───── SOURCE EXTRACT ─────
After a sneaky rewatch of Two Hands (1999) a few weeks ago. Prompted by Jason Di Rosso's interview with writer/directory Mary Bronstein. This led me to expect a performance from Rose Byrne something like Gina Rowlands's in A Woman Under the Influence (1974), and for her character to be unlikeable. Whatever her merits the scenario does not allow her to reach any significant heights, and more problematically, this character is boring as she lacks backstory and motivation.
In essence this mother is left to tend to her only child who has an eating disorder while she tries to function as a therapist. (Husband Christian Slater appears mostly as an annoying voice on the phone and in a brief what-did-you-do ending scene.) A housing disaster causes the mother/daughter pair to move to a motel for most of the movie where they encounter the underdrawn Ivy Wolk at the front counter and co-resident A$AP Rocky who does what he can. (He has one of the few characters that make sense and is totally different from Highest 2 Lowest (2025). He tries to sort her out on the dark web!) She's got a drowning-woman thing for fellow shrink Conan O'Brien (good and somewhat amusing as the straight man in a bent situation) and finding psychedelic experiences in holes. Danielle Macdonald (The Tourist (2022)) went looking for help in all the wrong places. Bronstein herself is flat as the doctor treating the daughter.
I found it hard to watch. Many scenes don't work; one has a hamster in a car that just sequences cliches and too many others are similarly uninspired. The cinematography was often too murky for me to make things out or too annoyingly jittery. I had an abiding sense of waiting for it to get good and it just didn't. Byrne's performance had shades of Julianne Moore's from Magnolia (1999). The body horror tropes evoked David Cronenberg, the apartment horrors Rosemary's Baby (1968), and the scenario just maybe The Exorcist (1973). It's autofic and I should have skipped it (as I have Celine Song’s output): I am not in the target demographic that demands relatability, either in the form of characters recognisably themselves or in Bad Mother variation. The dodgy psychologising and spacey logic tediously aimed to validate.
A Critic's Pick by Jeannette Catsoulis. I acknowledge that it tried to be funny. Dana Stevens: "Uncut Gems (2019) for motherhood." — Safdie brothers adjacent. Byrne is impossible to stop watching. Epic self absorption. Unmodulated script. Relieved when it was over.
───── LISTED RECORDS ─────
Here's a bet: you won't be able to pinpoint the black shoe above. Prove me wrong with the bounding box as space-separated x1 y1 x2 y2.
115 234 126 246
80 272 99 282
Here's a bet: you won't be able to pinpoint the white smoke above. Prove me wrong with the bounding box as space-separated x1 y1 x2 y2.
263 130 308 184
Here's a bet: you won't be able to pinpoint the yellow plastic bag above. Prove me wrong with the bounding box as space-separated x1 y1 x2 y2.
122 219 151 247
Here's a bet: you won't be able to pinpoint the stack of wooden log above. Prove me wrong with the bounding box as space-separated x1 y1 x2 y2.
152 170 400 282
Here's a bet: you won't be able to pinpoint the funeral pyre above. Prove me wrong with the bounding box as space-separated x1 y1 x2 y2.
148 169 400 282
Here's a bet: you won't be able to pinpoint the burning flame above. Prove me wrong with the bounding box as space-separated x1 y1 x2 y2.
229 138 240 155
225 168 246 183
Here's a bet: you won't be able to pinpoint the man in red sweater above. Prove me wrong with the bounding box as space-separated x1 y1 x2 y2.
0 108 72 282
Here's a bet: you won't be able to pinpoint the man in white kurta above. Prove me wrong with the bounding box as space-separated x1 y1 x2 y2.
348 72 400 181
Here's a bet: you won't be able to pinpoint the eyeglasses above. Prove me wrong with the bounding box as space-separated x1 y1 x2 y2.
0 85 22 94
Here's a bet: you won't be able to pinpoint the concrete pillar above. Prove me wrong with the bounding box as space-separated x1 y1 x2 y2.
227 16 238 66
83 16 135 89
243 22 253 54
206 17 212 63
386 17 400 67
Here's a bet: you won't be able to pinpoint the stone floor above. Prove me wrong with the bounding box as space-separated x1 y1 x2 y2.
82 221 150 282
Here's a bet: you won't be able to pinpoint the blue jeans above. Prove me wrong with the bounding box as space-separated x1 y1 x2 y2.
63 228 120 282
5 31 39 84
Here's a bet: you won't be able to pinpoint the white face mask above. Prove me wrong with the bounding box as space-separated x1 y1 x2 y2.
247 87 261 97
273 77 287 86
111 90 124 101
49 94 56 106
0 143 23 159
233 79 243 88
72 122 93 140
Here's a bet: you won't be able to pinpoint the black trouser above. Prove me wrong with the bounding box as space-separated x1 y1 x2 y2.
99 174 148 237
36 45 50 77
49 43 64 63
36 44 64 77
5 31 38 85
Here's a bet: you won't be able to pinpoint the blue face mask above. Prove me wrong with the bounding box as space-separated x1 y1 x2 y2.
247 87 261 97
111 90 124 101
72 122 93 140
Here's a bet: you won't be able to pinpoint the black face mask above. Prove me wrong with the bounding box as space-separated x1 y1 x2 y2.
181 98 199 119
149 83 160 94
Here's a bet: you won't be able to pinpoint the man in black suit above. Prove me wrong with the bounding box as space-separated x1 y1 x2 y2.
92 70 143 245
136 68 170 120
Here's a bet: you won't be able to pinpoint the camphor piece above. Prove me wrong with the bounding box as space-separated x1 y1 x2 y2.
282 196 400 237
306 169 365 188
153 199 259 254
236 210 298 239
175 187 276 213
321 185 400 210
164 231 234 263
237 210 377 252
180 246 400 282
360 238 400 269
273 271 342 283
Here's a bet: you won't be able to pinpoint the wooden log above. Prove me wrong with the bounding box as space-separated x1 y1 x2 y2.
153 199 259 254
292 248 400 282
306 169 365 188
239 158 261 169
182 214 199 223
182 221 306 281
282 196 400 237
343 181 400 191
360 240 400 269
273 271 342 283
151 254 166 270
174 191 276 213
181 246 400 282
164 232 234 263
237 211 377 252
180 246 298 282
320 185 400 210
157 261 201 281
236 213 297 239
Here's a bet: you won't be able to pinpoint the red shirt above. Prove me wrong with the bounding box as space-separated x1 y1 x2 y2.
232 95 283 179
─────
[WORK REQUIRED]
Answer these questions from the film review:
1. Who plays the husband?
2. Whose performance does the review say Byrne's had shades of, and in which film?
3. Who made the film a Critic's Pick?

[ANSWER SECTION]
1. Christian Slater
2. Julianne Moore's, in Magnolia (1999)
3. Jeannette Catsoulis